> Exercise objective
Where a record contains an image, leave the image out and print the rest exactly.

[Dataset entries]
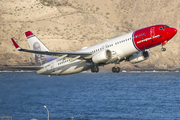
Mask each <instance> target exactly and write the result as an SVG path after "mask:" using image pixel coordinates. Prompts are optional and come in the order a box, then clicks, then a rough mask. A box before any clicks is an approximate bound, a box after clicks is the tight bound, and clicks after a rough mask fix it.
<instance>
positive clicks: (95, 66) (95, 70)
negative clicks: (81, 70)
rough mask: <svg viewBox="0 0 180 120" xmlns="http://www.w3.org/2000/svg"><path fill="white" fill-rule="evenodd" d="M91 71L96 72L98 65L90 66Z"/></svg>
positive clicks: (92, 72) (93, 72)
mask: <svg viewBox="0 0 180 120" xmlns="http://www.w3.org/2000/svg"><path fill="white" fill-rule="evenodd" d="M91 72H92V73H98V72H99V67H98V66H93V67H92V68H91Z"/></svg>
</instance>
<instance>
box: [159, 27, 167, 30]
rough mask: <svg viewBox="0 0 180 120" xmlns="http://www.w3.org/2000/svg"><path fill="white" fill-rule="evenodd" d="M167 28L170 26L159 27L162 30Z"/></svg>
mask: <svg viewBox="0 0 180 120" xmlns="http://www.w3.org/2000/svg"><path fill="white" fill-rule="evenodd" d="M165 28H169V26H164V27H160V28H159V29H160V30H163V29H165Z"/></svg>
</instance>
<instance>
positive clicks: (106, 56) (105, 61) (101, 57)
mask: <svg viewBox="0 0 180 120" xmlns="http://www.w3.org/2000/svg"><path fill="white" fill-rule="evenodd" d="M111 56H112V54H111V51H110V50H103V51H100V52H98V53H96V54H95V55H94V56H93V57H92V61H93V62H94V63H105V62H106V61H108V60H109V59H110V58H111Z"/></svg>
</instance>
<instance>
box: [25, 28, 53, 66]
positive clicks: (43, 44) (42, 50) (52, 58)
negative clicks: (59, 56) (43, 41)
mask: <svg viewBox="0 0 180 120" xmlns="http://www.w3.org/2000/svg"><path fill="white" fill-rule="evenodd" d="M25 35H26V37H27V40H28V43H29V46H30V48H31V50H37V51H49V49H48V48H47V47H46V46H45V45H44V44H43V43H42V42H41V41H40V40H39V39H38V38H37V37H36V36H35V35H34V34H33V33H32V32H31V31H27V32H25ZM33 56H34V59H35V61H36V64H37V65H38V66H41V65H43V64H45V63H47V62H50V61H52V60H54V59H56V58H55V57H53V56H50V55H42V54H34V53H33Z"/></svg>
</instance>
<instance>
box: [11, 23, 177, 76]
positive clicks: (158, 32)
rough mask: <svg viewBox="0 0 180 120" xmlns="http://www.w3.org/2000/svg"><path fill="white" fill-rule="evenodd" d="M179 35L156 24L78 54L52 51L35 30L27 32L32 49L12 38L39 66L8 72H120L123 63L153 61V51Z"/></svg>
mask: <svg viewBox="0 0 180 120" xmlns="http://www.w3.org/2000/svg"><path fill="white" fill-rule="evenodd" d="M176 33H177V30H176V29H175V28H172V27H169V26H167V25H154V26H150V27H146V28H142V29H139V30H136V31H134V32H130V33H128V34H125V35H122V36H119V37H116V38H113V39H111V40H108V41H105V42H102V43H99V44H96V45H93V46H91V47H84V48H82V49H81V50H79V51H76V52H53V51H50V50H49V49H48V48H47V47H46V46H45V45H44V44H43V43H42V42H41V41H40V40H39V39H38V38H37V37H36V36H35V35H34V34H33V33H32V32H31V31H27V32H25V35H26V37H27V40H28V42H29V45H30V50H29V49H23V48H21V47H20V46H19V45H18V44H17V43H16V42H15V41H14V39H13V38H11V40H12V42H13V44H14V46H15V48H16V49H17V50H18V51H22V52H28V53H33V56H34V59H35V61H36V64H37V66H14V67H8V69H18V70H36V73H37V74H42V75H48V76H52V75H68V74H74V73H79V72H82V71H86V70H89V69H91V72H93V73H94V72H95V73H97V72H99V66H104V65H107V64H110V63H113V64H115V66H114V67H113V68H112V72H114V73H119V72H120V68H119V67H118V66H117V65H118V64H119V63H120V62H121V61H124V60H125V61H129V62H131V63H139V62H142V61H144V60H147V59H148V58H149V48H152V47H155V46H157V45H161V46H162V49H161V50H162V51H165V50H166V48H165V47H164V45H165V44H166V43H168V41H169V40H170V39H171V38H172V37H173V36H174V35H175V34H176Z"/></svg>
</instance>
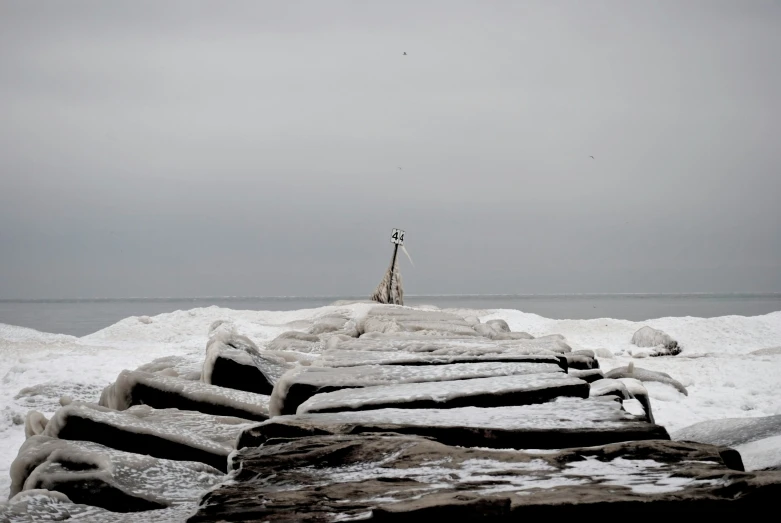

> Reply to the task
Mask each <instance> target exactly and write the result as an SVG path after "mask:" using image pixel coordinates. Prompts are optional and come in the order a box, then clicks, then a rough mask. A box before any clicks is an approximate bound, a box after clicks is the tight bound, and clicks after a rough mask fix it.
<instance>
positive clicks: (95, 66) (95, 70)
negative clicks: (81, 70)
rough mask: <svg viewBox="0 0 180 120" xmlns="http://www.w3.org/2000/svg"><path fill="white" fill-rule="evenodd" d="M91 71L96 72L98 65L90 66Z"/></svg>
positive clicks: (92, 72) (93, 72)
mask: <svg viewBox="0 0 180 120" xmlns="http://www.w3.org/2000/svg"><path fill="white" fill-rule="evenodd" d="M91 72H92V73H98V72H99V67H98V66H93V67H92V68H91Z"/></svg>
</instance>
<instance>
box: [159, 27, 167, 30]
rough mask: <svg viewBox="0 0 180 120" xmlns="http://www.w3.org/2000/svg"><path fill="white" fill-rule="evenodd" d="M167 28L170 26L159 27L162 30Z"/></svg>
mask: <svg viewBox="0 0 180 120" xmlns="http://www.w3.org/2000/svg"><path fill="white" fill-rule="evenodd" d="M165 28H169V26H164V27H160V28H159V29H160V30H163V29H165Z"/></svg>
</instance>
<instance>
positive clicks: (106, 56) (105, 61) (101, 57)
mask: <svg viewBox="0 0 180 120" xmlns="http://www.w3.org/2000/svg"><path fill="white" fill-rule="evenodd" d="M111 56H112V54H111V51H110V50H103V51H100V52H98V53H96V54H95V55H94V56H93V57H92V61H93V62H94V63H105V62H106V61H108V60H109V59H110V58H111Z"/></svg>
</instance>
<instance>
box: [25, 28, 53, 66]
positive clicks: (43, 44) (42, 50) (52, 58)
negative clicks: (59, 56) (43, 41)
mask: <svg viewBox="0 0 180 120" xmlns="http://www.w3.org/2000/svg"><path fill="white" fill-rule="evenodd" d="M25 35H26V37H27V40H28V43H29V46H30V48H31V50H37V51H49V49H48V48H47V47H46V46H45V45H44V44H43V43H42V42H41V41H40V40H39V39H38V38H37V37H36V36H35V35H34V34H33V33H32V32H31V31H27V32H25ZM33 56H34V59H35V61H36V64H37V65H38V66H41V65H43V64H45V63H47V62H50V61H52V60H54V59H56V58H55V57H53V56H50V55H42V54H34V53H33Z"/></svg>
</instance>
<instance>
box: [11, 23, 177, 76]
positive clicks: (158, 32)
rough mask: <svg viewBox="0 0 180 120" xmlns="http://www.w3.org/2000/svg"><path fill="white" fill-rule="evenodd" d="M179 35L156 24L78 54L52 51L35 30L27 32L32 49L12 38L39 66L8 72H120L123 63L153 61V51Z"/></svg>
mask: <svg viewBox="0 0 180 120" xmlns="http://www.w3.org/2000/svg"><path fill="white" fill-rule="evenodd" d="M176 33H177V30H176V29H175V28H172V27H169V26H167V25H154V26H150V27H146V28H142V29H139V30H136V31H134V32H130V33H128V34H125V35H122V36H119V37H116V38H113V39H111V40H108V41H105V42H102V43H99V44H96V45H93V46H91V47H84V48H82V49H81V50H79V51H76V52H53V51H50V50H49V49H48V48H47V47H46V46H45V45H44V44H43V43H42V42H41V41H40V40H39V39H38V38H37V37H36V36H35V35H34V34H33V33H32V32H31V31H27V32H25V35H26V37H27V40H28V42H29V45H30V50H29V49H23V48H21V47H20V46H19V45H18V44H17V43H16V42H15V41H14V39H13V38H11V40H12V42H13V44H14V46H15V48H16V49H17V50H18V51H22V52H28V53H33V56H34V59H35V61H36V64H37V66H14V67H8V69H18V70H36V73H37V74H42V75H48V76H52V75H68V74H74V73H79V72H82V71H86V70H89V69H91V72H93V73H94V72H95V73H97V72H99V66H104V65H107V64H110V63H113V64H115V66H114V67H113V68H112V72H114V73H119V72H120V68H119V67H118V66H117V65H118V64H119V63H120V62H121V61H124V60H125V61H129V62H131V63H139V62H142V61H144V60H147V59H148V58H149V48H152V47H155V46H157V45H161V46H162V49H161V50H162V51H165V50H166V48H165V47H164V45H165V44H166V43H168V41H169V40H170V39H171V38H172V37H173V36H174V35H175V34H176Z"/></svg>
</instance>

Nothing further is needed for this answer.